List every Harry Potter character the illustrator interview below refers to by name.

[Begin GIVEN TEXT]

Given the distinct split of younger vs. more mature readers of the series, how do you construct your illustrations so that they can appeal to both audiences at once?

The simple answer is I don’t try. I think only about the author and myself. You can’t please everyone, particularly when you know how many people have read the book. I don’t think good books are made by trying to appeal to a wide audience. You just try to do the best work you can in the time given, and respect the author’s work. Most illustrators are never happy with their own work. You always feel you want to try more combinations or alternative compositions. You are forever in search of that golden illustration that just ‘works’, but of course it’s impossible to achieve – there will always be another way of representing the text. Effectively you chase rainbows until you run out of time! You get a gut feeling if an image is working. I remember what I liked as a child (Richard Scarry books!). Detail and humour grabbed me as a nipper, and it’s the same now I’m in my forties.

Did you base any characters or items in the book on real people or things?

Lots of the book is based on real places, people and experiences. It helps to make the book personal to me, and therefore important. The main characters of the books are based on real people, partly for practical reasons, because I need to see how the pupils age over seven years. In Diagon Alley in particular, some of the shop names are personal to me. As a child we had a toad in the garden called Bufo (from the latin Bufo bufo), Noltie’s Botanical Novelties is named after a very clever friend of mine who works at the Royal Botanic Gardens, Edinburgh. The shop called ‘Tut’s Nuts’ is a little joke from my days working at Kew Gardens; they had in their collections some seeds from the tomb of Tutankhamun, which were affectionately known as ‘Tut’s Nuts’. The imprisoned boy reaching for an apple in Brigg’s Brooms is from a drawing my friend did when we were about 9 years old – that’s thirty two years ago!

Which character was the most difficult to draw?

Harry, without a doubt. Children are difficult to draw because you can’t use too many lines around the eyes and face, otherwise they look old. One misplaced pencil line can age a child by years, so you have to get it just right. Also Harry’s glasses are supposed to look repaired and bent out of shape, which I’ve found tricky to get right.

What is your favourite scene you have illustrated?

That’s a difficult one. I’m fond of the ghosts. I paint them in reverse (almost like a photographic negative) and layer several paintings to make them translucent. I enjoyed Nearly Headless Nick. I really enjoyed illustrating the trolls too. Your favourite illustrations tend to be the ones that gave you the least amount of difficulties and I think Diagon Alley was nice for this reason. It was more like a brainstorming exercise, slowly working from left to right. My favourite character to illustrate is Hagrid – I love big things!

Are there any hidden messages/items in your drawings for the Harry Potter series?

[End GIVEN TEXT]
[Begin GIVEN DATA]

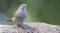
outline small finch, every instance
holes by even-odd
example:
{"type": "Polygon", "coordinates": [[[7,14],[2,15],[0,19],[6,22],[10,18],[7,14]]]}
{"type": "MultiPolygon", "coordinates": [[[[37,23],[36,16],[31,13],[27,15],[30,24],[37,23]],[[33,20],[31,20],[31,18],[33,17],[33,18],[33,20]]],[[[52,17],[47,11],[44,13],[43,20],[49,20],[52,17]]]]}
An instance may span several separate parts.
{"type": "Polygon", "coordinates": [[[12,18],[8,19],[8,21],[14,21],[14,24],[16,25],[23,25],[23,22],[27,17],[26,8],[26,4],[21,4],[18,10],[15,12],[15,15],[12,18]]]}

[End GIVEN DATA]

▸ EXERCISE RESULT:
Harry, Nearly Headless Nick, Hagrid